How many of the rows below contain the word "white", counting only matches with the same capitalization? Reply with the number alone.

---------- Material shown

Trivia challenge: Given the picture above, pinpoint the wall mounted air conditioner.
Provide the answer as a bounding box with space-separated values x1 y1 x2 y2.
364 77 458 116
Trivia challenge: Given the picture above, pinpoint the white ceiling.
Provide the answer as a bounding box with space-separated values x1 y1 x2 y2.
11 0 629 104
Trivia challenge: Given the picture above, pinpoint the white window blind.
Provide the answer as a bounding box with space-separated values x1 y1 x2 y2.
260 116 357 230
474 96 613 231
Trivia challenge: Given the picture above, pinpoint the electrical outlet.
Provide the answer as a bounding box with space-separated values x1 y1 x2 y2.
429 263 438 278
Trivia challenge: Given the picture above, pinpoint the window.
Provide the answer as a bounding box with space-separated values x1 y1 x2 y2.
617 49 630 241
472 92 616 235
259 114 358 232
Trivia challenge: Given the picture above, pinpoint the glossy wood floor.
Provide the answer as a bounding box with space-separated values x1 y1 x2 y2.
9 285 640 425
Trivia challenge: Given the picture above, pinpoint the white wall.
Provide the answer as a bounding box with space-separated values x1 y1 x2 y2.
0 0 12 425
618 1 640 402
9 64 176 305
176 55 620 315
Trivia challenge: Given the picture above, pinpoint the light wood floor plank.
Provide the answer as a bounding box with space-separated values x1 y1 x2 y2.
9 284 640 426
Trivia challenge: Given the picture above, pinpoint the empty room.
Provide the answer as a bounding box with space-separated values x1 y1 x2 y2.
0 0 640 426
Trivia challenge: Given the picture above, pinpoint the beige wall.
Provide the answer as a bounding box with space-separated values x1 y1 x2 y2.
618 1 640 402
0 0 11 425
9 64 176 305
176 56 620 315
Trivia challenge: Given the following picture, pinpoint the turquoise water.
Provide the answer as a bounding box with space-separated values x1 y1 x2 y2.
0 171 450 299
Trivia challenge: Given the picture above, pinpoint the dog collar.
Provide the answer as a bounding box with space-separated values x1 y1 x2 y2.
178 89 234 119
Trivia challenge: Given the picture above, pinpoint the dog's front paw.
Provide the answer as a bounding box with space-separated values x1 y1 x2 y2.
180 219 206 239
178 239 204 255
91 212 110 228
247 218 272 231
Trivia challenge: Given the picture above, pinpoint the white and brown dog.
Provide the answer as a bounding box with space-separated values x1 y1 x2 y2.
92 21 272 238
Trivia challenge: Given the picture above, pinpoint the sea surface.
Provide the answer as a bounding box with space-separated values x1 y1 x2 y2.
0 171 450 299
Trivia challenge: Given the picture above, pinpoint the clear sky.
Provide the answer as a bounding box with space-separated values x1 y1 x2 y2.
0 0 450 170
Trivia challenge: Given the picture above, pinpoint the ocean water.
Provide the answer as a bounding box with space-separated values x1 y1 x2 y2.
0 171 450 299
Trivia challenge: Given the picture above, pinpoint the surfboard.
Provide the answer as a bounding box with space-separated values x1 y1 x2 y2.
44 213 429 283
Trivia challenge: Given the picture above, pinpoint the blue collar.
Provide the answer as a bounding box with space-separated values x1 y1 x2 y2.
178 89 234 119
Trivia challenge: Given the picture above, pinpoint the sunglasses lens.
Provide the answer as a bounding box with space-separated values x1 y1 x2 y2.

--------------------

> [Response to the task]: 4